- [WHAT TO DO] Would you transcribe each entry precisely as it stands, setting aside any images?

- [DATA PROVIDED]

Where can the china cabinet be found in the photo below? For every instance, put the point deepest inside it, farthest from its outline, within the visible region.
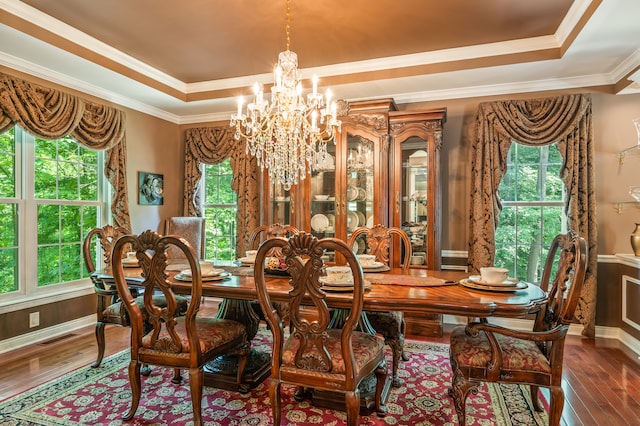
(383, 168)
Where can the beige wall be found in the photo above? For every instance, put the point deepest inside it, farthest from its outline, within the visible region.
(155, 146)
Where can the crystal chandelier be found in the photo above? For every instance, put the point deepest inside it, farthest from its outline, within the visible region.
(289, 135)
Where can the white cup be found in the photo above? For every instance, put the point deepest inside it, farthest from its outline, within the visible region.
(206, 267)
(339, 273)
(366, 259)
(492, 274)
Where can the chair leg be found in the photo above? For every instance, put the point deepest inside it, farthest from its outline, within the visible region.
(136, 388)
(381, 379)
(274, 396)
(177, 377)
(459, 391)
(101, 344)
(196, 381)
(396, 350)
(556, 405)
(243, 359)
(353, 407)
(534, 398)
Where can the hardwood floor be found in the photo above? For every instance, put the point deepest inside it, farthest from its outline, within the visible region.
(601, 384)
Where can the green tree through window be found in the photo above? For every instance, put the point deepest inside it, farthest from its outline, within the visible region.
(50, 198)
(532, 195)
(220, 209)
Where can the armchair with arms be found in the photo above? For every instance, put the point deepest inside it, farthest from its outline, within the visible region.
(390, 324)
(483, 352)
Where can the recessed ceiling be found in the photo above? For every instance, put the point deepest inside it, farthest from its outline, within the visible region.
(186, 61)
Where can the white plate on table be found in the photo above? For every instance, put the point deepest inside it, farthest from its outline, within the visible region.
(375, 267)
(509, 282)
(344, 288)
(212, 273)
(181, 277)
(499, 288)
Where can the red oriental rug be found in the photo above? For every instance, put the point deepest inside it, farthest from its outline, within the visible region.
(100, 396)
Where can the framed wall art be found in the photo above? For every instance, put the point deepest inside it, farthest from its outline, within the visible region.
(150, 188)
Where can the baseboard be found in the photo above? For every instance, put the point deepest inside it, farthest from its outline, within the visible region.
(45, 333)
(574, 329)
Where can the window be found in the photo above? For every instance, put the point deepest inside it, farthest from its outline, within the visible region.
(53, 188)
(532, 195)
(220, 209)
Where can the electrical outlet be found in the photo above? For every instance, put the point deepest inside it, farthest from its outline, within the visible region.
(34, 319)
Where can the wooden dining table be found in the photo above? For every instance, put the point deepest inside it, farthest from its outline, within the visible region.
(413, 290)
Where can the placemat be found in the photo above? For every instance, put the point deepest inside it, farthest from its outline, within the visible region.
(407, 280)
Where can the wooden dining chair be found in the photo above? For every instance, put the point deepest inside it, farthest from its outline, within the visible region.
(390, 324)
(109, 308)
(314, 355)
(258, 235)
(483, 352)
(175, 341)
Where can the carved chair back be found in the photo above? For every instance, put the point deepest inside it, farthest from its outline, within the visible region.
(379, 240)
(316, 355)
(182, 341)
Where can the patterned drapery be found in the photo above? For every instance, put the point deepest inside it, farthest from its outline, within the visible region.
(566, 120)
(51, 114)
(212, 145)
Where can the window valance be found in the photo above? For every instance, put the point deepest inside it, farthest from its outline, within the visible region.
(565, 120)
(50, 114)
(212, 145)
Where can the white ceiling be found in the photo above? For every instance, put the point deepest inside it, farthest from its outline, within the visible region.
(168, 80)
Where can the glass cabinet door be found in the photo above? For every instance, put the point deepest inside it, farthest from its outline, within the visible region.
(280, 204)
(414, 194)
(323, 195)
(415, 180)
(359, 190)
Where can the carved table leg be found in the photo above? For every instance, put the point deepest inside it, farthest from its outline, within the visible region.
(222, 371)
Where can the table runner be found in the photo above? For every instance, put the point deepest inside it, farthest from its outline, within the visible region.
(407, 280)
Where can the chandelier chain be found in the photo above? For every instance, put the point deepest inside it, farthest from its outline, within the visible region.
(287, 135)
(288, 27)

- [ANSWER TO THE EXERCISE]
Where can the china cabinet be found in the photo below? For every instance, put the point deepest inside it, farthest from its outline, within the visible region.
(383, 168)
Where can the beige wall be found in the photo above? For every instance, put the point deepest inside it, farthest from its outline, within the visible region.
(155, 146)
Where can the crystal chandelier be found in the photo above? For every instance, put the point deepest inside it, farthest from its outline, within the visible region.
(289, 135)
Where can the white cup be found in the photo above? For every instance, put the point deepest inside it, farthest from its outline, within the visible region.
(206, 267)
(339, 273)
(366, 259)
(492, 274)
Where can the chair leg be found in the photo above? For every instance, put the point deepest inside it, farthest from its outline, within the visible region.
(136, 388)
(381, 379)
(274, 396)
(177, 377)
(459, 391)
(101, 344)
(196, 381)
(396, 350)
(556, 405)
(243, 359)
(353, 407)
(534, 398)
Where can the hardwood floor be found in the photo above? For every instance, put the point deepest inside it, farthest from its outline, within the visible region.
(601, 384)
Where can the green tree through window be found in the photo above? For every instance, put the point deepest inside it, farthest from its outline, within the visible region.
(50, 198)
(532, 195)
(220, 209)
Where can the armchair with arms be found in the photo above? For every instance, put the point deepest inside it, farthest from its outline, within the visible region.
(390, 324)
(483, 352)
Where can the recessed ceiling be found in the photo above? For every instance, put the point deepest inside it, farthest from its outline, within the visible region.
(186, 61)
Where can the white plate on table be found in the photo above? For every instance, put the point deepest inside it, farthest from its outline, within the visible region.
(375, 267)
(509, 282)
(344, 288)
(212, 273)
(181, 277)
(499, 288)
Where can the red oriental rug be found in the photo above? For every instance, put the point deepest inside it, farthest from its outline, within the visible region.
(100, 396)
Where can the framed wall art be found in the photo above? For every instance, put the point deepest inside it, farthest from its outline, within the visible region.
(150, 188)
Where can the baseboard be found in the photo above? For every instance, put the point deepest inside it, farthest from its outline, within the visible region.
(45, 333)
(574, 329)
Where can the window be found in the photo above? For every instance, put the point deepest inside it, farthest from its outline, within the visible region.
(53, 188)
(532, 195)
(220, 209)
Where can the electrical outlet be found in the photo above? For every instance, put the point deepest inside it, farthest from its outline, within the visible region.
(34, 319)
Where can the wooden dining table be found in the photo above? For every instance, put the point deepest inside it, farthest from its outline, within the visible region.
(413, 290)
Where can the placemat be found in the photo above? For every instance, put the point deepest inside it, farthest from its outline, within the visible region.
(407, 280)
Where can the wooden dining chair be found in the photo above? For every instance, put the point deepest inside it, farthest from its outline, within the visible region.
(390, 324)
(109, 308)
(314, 355)
(258, 235)
(483, 352)
(175, 341)
Where can the carved chair back be found in the photo above? For every instance, put the point deepest inside it, farthest from its outline, within the visible region.
(379, 240)
(316, 355)
(182, 341)
Where can the patterned drapery be found in the photo above? For every instance, put the point deepest inside it, farthest from its outline, within the visible region.
(566, 120)
(51, 114)
(212, 145)
Where can the window valance be found in the photo above? For every instance, put the point deepest inside it, farthest from its outline, within the visible region.
(565, 120)
(50, 114)
(212, 145)
Where can the white ceiling be found in the photo above? For every instance, put the point deepest inside it, farthest from its outline, within the visible region.
(168, 80)
Where can the glass cabinet door be found in the photo above? For every instance, put the point deepest inside it, farthest from its outline, within the visible region.
(280, 204)
(414, 194)
(323, 195)
(415, 180)
(359, 190)
Where can the carved table leg be found in the photo above? For every instance, put the point deepest inside it, farthest from its outline, within the visible region.
(222, 371)
Where can the table runner be found in the photo above? For every instance, put the point deepest inside it, farthest from its outline, within the visible region.
(407, 280)
Where can the chandelier chain be found in the photo above? For every instance, put the point deepest inside it, farthest from its outline, within the visible region.
(287, 135)
(288, 27)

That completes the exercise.